* [THE TASK]:
Please identify each line in the records below that contains the word "window" and copy those lines.
### MATERIAL FOR THE TASK
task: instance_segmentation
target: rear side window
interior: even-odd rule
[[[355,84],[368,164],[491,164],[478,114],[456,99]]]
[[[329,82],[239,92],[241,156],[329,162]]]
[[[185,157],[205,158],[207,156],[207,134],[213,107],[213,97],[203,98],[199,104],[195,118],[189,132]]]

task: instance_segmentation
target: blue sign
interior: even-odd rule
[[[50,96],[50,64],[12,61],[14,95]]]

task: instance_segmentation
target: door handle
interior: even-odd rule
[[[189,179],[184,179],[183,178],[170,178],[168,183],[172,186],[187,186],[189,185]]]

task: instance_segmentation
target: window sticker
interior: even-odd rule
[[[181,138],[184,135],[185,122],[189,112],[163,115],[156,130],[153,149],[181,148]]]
######
### MATERIAL FOR THE TASK
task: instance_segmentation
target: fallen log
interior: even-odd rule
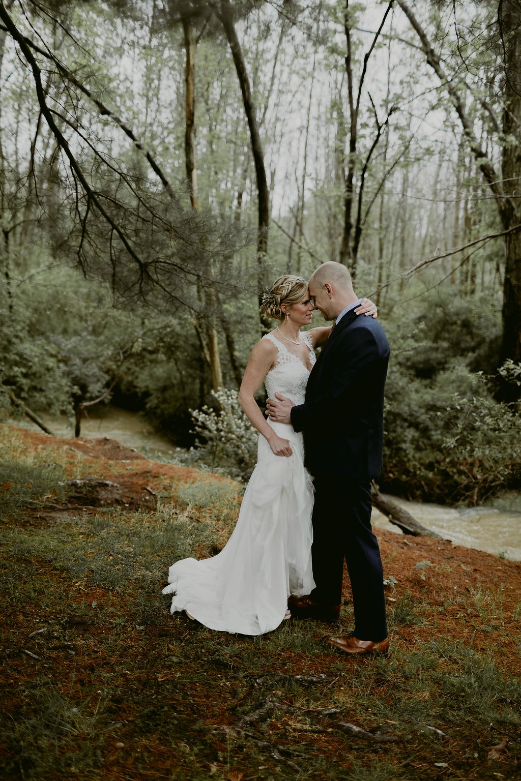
######
### MATERIAL FOR THE TASK
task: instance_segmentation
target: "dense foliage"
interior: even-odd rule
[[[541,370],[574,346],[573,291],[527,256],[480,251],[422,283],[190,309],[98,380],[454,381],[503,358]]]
######
* [FULL ANSWER]:
target: rear side window
target: window sticker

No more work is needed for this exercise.